──────── Source text ────────

Re: [eigen] stability of internal "packet math" interfaces

There's been a fair amount of work put in Eigen recently to add support for the functions most commonly used in neural networks. For example, tanh and erf are now part of the public API. I would encourage you to use these directly in your implementation, and contribute back performance improvements that you may have.

We've been using the internal packet apis for about 2 years now, and they've been very stable. The only change that I can remember is that they've been extended with new functions.

We often use the EIGEN_DECLARE_CONST_Packet4f macros to instantiate constant packets. That seems to work well. Maybe you could try to use them and see if that helps?

Benoit

https://bitbucket.org/eigen/eigen/src/98fcfcb99dee04c9ffc8014cf8d56050692fe231/Eigen/src/Core/arch/SSE/MathFunctions.h?at=default&fileviewer=file-view-default#MathFunctions.h-26

On Wed, Jan 13, 2016 at 6:28 PM, Chris Dyer <cdyer@xxxxxxxxxx> wrote:

Hi all,
I'm curious about the stability of Eigen's internal "packet math" interfaces. For some custom functors that we use in a neural network library, we've found it helpful to provide SIMD implementations to get a bit more performance on the CPU (see eg https://github.com/clab/cnn/blob/master/cnn/simd-functors.h#L172). However, putting lots of "using namespace Eigen::internal" in the implementations is a little disconcerting. Are these likely to remain stable? Might it be possible to make packet math a part of the public interface?

A second related question concerns knowing the Packet type in the functor's constructor. For some of the more complex functor implementations, we need to create several constant "pset" values that could be created in the functor's constructor and reused in each packetOp. Looking through Eigen's implementations, this is done inside packetOp (eg https://bitbucket.org/eigen/eigen/src/98fcfcb99dee04c9ffc8014cf8d56050692fe231/Eigen/src/Core/functors/UnaryFunctors.h?at=default&fileviewer=file-view-default#UnaryFunctors.h-564). For simple calls like pset<Packet>(1), the compiler seems good at pulling out the relevant constant bits. Unfortunately, with our more complex operations, we're not always getting the best optimization from the compiler, and we end up with slower SIMD implementations than regular scalar implementations. I can't see an obvious easy work around with the current structure of the library, but I was wondering if this had come up before.

Thanks!
Chris

──────── Information provided ────────

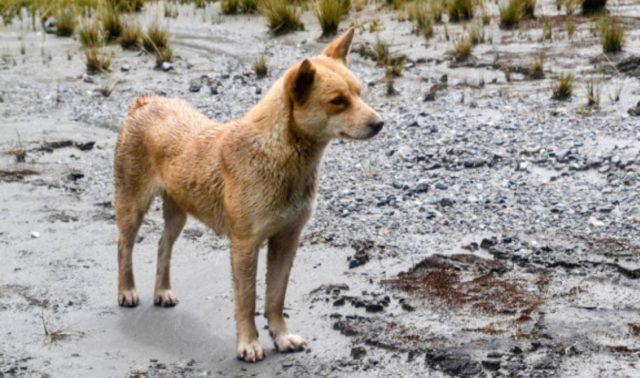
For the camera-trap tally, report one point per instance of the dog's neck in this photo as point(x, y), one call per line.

────────

» Problems:
1. Summarize the Eigen thread in two sentences.
2. Rewrite the part of the Eigen thread that starts with "We often use" and ends with "if that helps?", putting "fixed-value packets" in place of "constant packets".

» Answers to the problems:
1. Chris Dyer asks whether Eigen's internal "packet math" interfaces are likely to remain stable, and whether constant packet values can be built once in a functor's constructor, since complex operations sometimes leave the SIMD versions slower than the scalar ones. Benoit replies that the internal packet APIs have been very stable for about two years, points out that tanh and erf are now in the public API, and suggests trying the EIGEN_DECLARE_CONST_Packet4f macros to instantiate constant packets.

2.
We often use the EIGEN_DECLARE_CONST_Packet4f macros to instantiate fixed-value packets. That seems to work well. Maybe you could try to use them and see if that helps?